Coordinate annotation entries:

•••

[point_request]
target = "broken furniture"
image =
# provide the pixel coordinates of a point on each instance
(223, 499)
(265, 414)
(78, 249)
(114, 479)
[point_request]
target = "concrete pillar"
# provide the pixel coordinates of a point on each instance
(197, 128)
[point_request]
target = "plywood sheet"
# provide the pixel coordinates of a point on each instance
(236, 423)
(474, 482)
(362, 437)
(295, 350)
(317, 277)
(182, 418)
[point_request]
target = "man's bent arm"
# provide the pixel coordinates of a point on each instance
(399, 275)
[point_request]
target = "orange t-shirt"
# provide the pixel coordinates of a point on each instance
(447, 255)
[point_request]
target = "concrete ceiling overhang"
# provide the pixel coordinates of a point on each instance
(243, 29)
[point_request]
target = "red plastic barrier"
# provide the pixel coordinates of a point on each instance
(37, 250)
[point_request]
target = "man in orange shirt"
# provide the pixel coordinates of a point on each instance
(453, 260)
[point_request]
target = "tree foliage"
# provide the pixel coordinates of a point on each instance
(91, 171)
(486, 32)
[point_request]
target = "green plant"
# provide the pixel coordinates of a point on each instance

•••

_PROBLEM DETAILS_. Return the material in full, exactly as shown.

_ANSWER TO THE PROBLEM_.
[point_request]
target = "broken furniture"
image =
# provide the pixel coordinates of a point on each instance
(223, 499)
(265, 414)
(78, 249)
(114, 479)
[point_request]
target = "concrete pillar"
# provide the pixel coordinates of a point on each instance
(197, 128)
[point_request]
target = "plywood sheet"
# provide the pixel coordinates of a point on each instance
(236, 423)
(474, 482)
(362, 437)
(295, 350)
(317, 277)
(182, 418)
[point_request]
target = "man's bent arm"
# provide the pixel coordinates of a point on each instance
(399, 275)
[point_request]
target = "orange t-shirt"
# provide the pixel coordinates of a point on each instance
(447, 255)
[point_request]
target = "concrete ceiling overhang"
# provide the pixel coordinates of a point on each instance
(243, 29)
[point_request]
target = "red plastic barrier"
# provide the pixel coordinates of a point on each instance
(37, 250)
[point_request]
target = "man in orange shirt"
# provide the pixel coordinates of a point on each instance
(453, 260)
[point_request]
target = "tree foliage"
# provide the pixel coordinates of a point on each instance
(91, 171)
(486, 32)
[point_request]
target = "green plant"
# provide the pixel coordinates of a point on each instance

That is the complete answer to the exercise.